• [TEXTO FORNECIDO]:

..........

Por Ana Coradazzi
“Não há segredos que o tempo não revele.”(Jean Racine)
“Os curiosos efeitos colaterais da transparência médica”. Este foi o título escolhido pela médica Danielle Ofri para um artigo que ela publicou recentemente no The New Yorker, intrigante desde o primeiro parágrafo. Danielle inicia o texto confessando seu constrangimento em registrar todas as hipóteses diagnósticas que lhe vieram à mente durante a avaliação de uma paciente com anemia. Desde 2016, a legislação americana prevê o livre acesso dos pacientes a seus registros médicos, em tempo real, sem restrições de dados, inclusive às anotações médicas, e a perspectiva de ter suas anotações escrutinizadas pela paciente paralisou Danielle. À primeira vista, pode parecer uma bobagem que um profissional se sinta desconfortável com algo assim. Posso até ouvir alguém gritando, no fundo da sala: “Quem não deve não teme!” De fato, tendemos a sempre considerar a transparência como algo positivo e desejável, o símbolo máximo da honestidade e da integridade, que permite maior segurança e reduz a possibilidade de erros ou fraudes. Mas eu imediatamente me solidarizei com a autora do artigo, sentindo em mim a mesma preocupação e constrangimento de saber que tudo o que registro nos prontuários dos meus pacientes poderia ser lido por eles ou por seus familiares a qualquer momento, sem que minha permissão (ou a ordem de um juiz) fosse necessária. Não se trata de receio de que descubram eventuais erros médicos. Estamos falando de algo bem mais profundo que isso.

..........

• [TAREFA]: Cite todas as pessoas identificadas pelo nome no texto sobre transparência médica. Os registros não têm nenhum papel nesta atividade.

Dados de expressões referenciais
..........

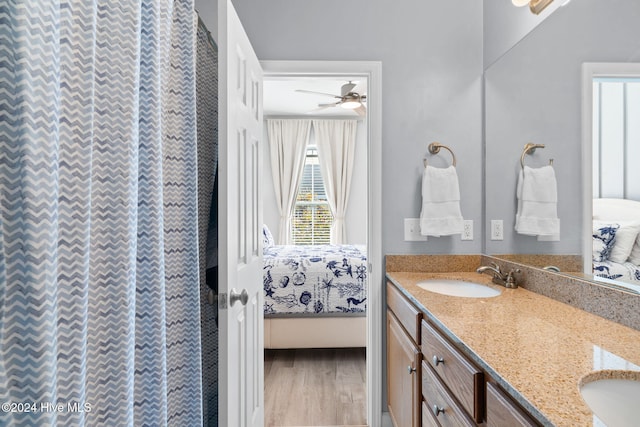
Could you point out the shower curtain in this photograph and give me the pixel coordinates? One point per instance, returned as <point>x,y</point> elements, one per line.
<point>99,296</point>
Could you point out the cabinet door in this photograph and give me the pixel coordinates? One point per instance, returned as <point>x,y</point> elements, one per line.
<point>403,375</point>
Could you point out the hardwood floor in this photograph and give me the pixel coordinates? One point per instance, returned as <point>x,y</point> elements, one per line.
<point>315,387</point>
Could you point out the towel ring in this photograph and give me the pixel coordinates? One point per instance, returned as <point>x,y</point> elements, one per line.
<point>434,148</point>
<point>530,148</point>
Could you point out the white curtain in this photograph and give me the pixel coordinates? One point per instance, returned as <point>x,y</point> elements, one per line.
<point>288,145</point>
<point>336,141</point>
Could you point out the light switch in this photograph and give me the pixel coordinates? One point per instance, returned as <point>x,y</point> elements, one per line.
<point>412,230</point>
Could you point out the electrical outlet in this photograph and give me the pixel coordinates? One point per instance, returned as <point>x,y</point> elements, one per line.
<point>412,230</point>
<point>497,229</point>
<point>467,230</point>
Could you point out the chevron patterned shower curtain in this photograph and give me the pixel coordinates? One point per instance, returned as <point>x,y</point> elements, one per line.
<point>99,297</point>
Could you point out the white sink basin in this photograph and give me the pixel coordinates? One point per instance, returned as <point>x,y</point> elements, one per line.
<point>458,288</point>
<point>613,397</point>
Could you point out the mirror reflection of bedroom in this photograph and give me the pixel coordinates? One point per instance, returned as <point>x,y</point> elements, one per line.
<point>315,250</point>
<point>616,180</point>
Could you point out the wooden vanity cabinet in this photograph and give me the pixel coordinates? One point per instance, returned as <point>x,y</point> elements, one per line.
<point>403,360</point>
<point>403,375</point>
<point>451,381</point>
<point>430,383</point>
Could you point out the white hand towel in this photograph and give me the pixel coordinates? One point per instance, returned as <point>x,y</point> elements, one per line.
<point>537,195</point>
<point>441,215</point>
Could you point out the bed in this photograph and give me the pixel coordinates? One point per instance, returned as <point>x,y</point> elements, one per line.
<point>314,296</point>
<point>616,239</point>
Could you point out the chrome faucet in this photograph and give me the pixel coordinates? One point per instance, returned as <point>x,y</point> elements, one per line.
<point>507,280</point>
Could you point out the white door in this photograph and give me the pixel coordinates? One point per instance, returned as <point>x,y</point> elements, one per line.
<point>241,358</point>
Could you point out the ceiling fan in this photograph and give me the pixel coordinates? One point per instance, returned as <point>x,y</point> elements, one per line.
<point>350,97</point>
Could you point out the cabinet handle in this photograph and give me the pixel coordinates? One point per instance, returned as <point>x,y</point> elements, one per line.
<point>438,410</point>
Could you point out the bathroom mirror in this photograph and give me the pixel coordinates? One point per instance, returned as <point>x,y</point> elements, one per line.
<point>533,93</point>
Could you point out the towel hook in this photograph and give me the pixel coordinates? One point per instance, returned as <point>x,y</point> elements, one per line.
<point>434,148</point>
<point>530,148</point>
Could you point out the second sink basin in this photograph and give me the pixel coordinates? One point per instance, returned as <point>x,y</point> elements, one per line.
<point>458,288</point>
<point>613,396</point>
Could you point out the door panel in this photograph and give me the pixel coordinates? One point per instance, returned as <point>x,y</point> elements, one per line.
<point>241,363</point>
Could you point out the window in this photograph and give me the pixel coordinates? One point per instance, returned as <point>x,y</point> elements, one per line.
<point>312,219</point>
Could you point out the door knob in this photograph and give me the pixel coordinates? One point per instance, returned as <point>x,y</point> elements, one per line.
<point>234,296</point>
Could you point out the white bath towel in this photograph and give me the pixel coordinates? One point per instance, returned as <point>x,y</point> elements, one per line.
<point>537,194</point>
<point>441,215</point>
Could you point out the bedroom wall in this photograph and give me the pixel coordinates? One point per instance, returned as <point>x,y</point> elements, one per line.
<point>431,54</point>
<point>356,219</point>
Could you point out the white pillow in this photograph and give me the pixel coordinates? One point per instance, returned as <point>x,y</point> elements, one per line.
<point>625,238</point>
<point>634,257</point>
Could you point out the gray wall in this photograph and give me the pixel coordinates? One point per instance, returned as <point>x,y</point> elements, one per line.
<point>533,93</point>
<point>431,55</point>
<point>505,26</point>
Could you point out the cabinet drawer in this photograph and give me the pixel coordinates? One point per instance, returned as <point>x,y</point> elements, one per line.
<point>503,412</point>
<point>440,403</point>
<point>407,314</point>
<point>428,418</point>
<point>465,381</point>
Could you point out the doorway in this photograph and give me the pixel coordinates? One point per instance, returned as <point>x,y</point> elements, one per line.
<point>369,73</point>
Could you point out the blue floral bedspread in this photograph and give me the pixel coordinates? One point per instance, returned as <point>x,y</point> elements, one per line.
<point>314,280</point>
<point>615,271</point>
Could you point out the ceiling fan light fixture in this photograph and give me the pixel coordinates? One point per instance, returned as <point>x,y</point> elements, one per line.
<point>351,104</point>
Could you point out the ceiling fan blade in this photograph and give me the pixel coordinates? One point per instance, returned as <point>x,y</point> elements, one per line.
<point>317,93</point>
<point>333,104</point>
<point>360,88</point>
<point>347,87</point>
<point>320,108</point>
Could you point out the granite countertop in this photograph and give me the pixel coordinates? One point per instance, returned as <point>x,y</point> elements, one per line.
<point>536,348</point>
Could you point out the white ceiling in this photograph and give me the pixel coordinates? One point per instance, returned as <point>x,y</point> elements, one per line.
<point>281,99</point>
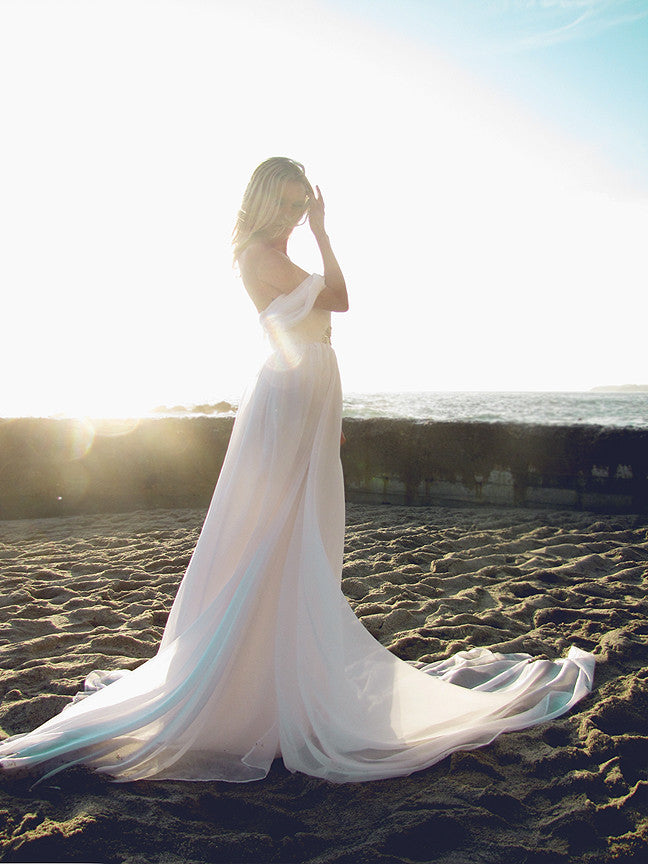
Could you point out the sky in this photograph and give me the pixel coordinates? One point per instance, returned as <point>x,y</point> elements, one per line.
<point>484,167</point>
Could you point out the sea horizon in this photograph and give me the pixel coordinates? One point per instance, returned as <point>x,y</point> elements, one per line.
<point>624,406</point>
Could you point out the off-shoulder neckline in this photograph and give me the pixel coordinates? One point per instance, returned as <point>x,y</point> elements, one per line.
<point>286,294</point>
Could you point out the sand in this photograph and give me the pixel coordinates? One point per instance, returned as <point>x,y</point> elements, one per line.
<point>87,592</point>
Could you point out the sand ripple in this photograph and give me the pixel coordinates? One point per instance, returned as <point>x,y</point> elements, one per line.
<point>94,592</point>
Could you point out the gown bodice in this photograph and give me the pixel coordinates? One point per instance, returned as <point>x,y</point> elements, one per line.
<point>262,656</point>
<point>292,321</point>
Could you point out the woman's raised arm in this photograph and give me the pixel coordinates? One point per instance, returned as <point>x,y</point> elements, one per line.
<point>334,296</point>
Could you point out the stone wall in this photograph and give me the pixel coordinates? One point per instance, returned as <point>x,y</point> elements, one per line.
<point>52,467</point>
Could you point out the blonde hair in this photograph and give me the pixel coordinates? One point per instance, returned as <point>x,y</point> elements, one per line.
<point>262,199</point>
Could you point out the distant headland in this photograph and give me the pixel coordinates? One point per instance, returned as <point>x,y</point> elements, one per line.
<point>620,388</point>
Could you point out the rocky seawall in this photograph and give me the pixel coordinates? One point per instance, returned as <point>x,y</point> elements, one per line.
<point>64,467</point>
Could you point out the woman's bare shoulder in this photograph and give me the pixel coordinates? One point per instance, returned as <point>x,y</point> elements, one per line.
<point>262,265</point>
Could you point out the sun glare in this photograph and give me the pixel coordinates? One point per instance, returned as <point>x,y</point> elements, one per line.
<point>479,247</point>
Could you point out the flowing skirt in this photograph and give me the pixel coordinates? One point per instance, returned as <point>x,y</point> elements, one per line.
<point>262,655</point>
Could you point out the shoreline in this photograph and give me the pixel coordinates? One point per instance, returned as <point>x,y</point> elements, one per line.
<point>62,467</point>
<point>93,591</point>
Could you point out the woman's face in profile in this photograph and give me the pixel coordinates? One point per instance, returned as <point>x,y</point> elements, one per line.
<point>292,205</point>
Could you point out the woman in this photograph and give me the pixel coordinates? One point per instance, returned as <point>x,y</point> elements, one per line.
<point>261,655</point>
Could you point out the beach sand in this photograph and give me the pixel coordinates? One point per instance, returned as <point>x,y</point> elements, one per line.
<point>87,592</point>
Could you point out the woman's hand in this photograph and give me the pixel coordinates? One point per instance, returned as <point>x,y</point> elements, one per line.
<point>316,214</point>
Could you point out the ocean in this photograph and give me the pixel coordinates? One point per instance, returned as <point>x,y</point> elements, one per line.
<point>618,409</point>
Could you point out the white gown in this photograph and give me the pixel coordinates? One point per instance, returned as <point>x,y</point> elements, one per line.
<point>262,655</point>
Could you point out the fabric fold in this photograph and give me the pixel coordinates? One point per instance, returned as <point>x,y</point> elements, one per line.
<point>262,655</point>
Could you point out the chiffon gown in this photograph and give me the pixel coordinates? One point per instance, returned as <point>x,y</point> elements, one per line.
<point>262,656</point>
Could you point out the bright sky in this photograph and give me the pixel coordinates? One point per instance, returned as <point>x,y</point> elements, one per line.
<point>484,164</point>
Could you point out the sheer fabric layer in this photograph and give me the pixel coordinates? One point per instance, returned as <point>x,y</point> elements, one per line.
<point>261,655</point>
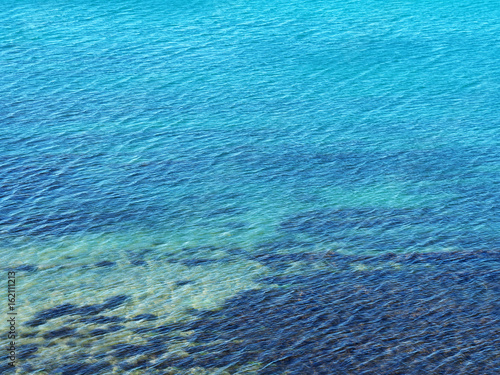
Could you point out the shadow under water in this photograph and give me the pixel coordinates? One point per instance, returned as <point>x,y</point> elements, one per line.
<point>436,313</point>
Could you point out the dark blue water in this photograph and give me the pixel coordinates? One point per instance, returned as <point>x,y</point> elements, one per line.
<point>178,179</point>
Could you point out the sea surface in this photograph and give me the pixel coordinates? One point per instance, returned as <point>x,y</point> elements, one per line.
<point>251,187</point>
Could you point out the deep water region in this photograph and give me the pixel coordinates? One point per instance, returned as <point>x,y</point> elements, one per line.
<point>251,187</point>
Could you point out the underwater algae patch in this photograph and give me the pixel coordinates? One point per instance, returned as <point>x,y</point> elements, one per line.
<point>433,313</point>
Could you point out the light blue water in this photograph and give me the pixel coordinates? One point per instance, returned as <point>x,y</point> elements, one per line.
<point>180,139</point>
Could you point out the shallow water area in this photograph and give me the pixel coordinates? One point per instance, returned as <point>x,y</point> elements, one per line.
<point>251,187</point>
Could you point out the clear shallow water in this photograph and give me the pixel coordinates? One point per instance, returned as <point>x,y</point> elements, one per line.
<point>194,157</point>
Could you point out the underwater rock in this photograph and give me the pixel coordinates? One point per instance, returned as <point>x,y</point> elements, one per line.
<point>83,368</point>
<point>147,317</point>
<point>26,268</point>
<point>105,263</point>
<point>61,332</point>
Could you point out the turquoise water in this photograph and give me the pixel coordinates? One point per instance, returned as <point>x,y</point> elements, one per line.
<point>183,154</point>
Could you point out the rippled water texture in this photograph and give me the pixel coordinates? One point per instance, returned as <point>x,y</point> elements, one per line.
<point>251,187</point>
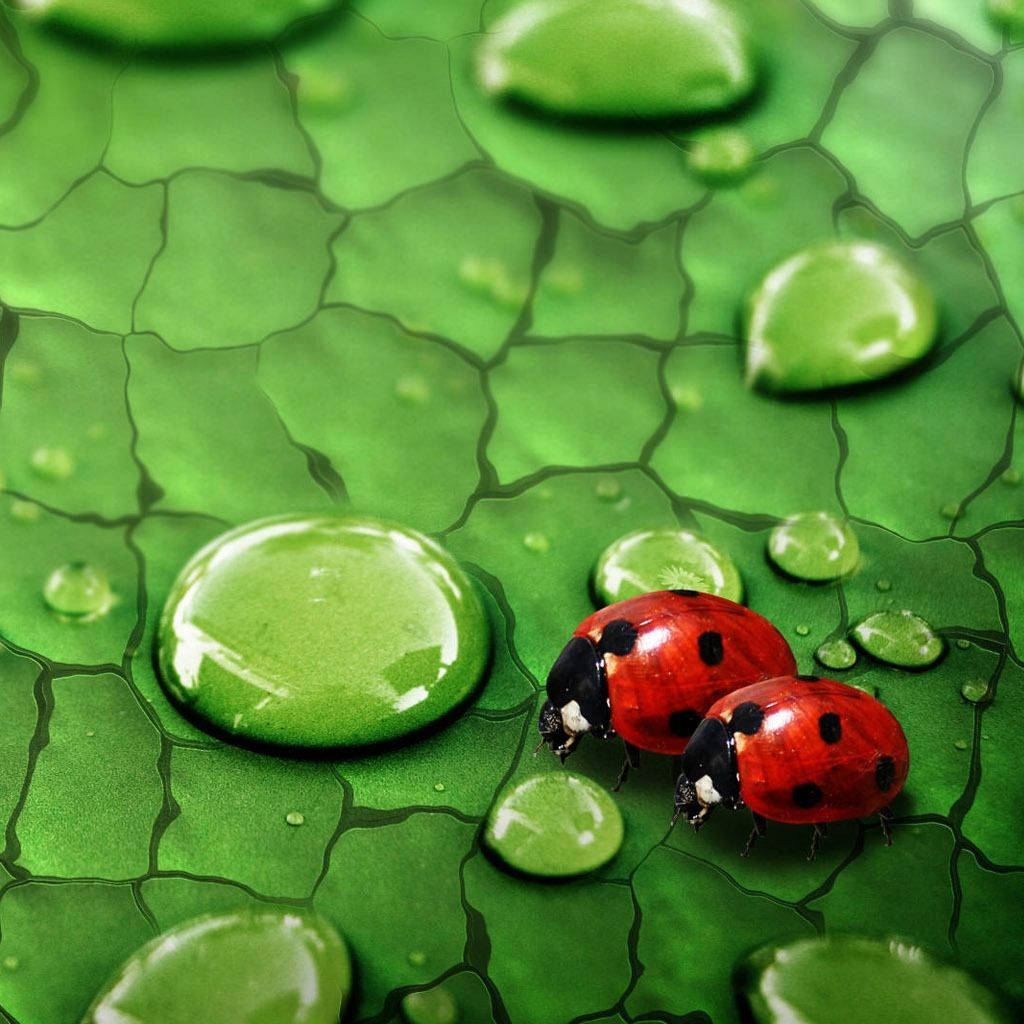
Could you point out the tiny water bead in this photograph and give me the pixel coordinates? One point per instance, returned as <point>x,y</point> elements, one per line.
<point>814,546</point>
<point>78,590</point>
<point>619,58</point>
<point>52,464</point>
<point>321,632</point>
<point>807,979</point>
<point>837,654</point>
<point>554,825</point>
<point>432,1006</point>
<point>666,558</point>
<point>899,638</point>
<point>976,691</point>
<point>268,965</point>
<point>721,156</point>
<point>836,314</point>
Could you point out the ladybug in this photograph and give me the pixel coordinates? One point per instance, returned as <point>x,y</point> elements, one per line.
<point>648,668</point>
<point>799,750</point>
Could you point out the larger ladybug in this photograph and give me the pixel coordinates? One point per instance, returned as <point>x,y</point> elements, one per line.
<point>799,750</point>
<point>648,668</point>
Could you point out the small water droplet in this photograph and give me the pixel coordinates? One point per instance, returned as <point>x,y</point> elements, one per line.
<point>79,591</point>
<point>537,542</point>
<point>975,690</point>
<point>52,464</point>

..........

• [RESPOSTA FINAL]: Ana Coradazzi, Jean Racine e Danielle Ofri.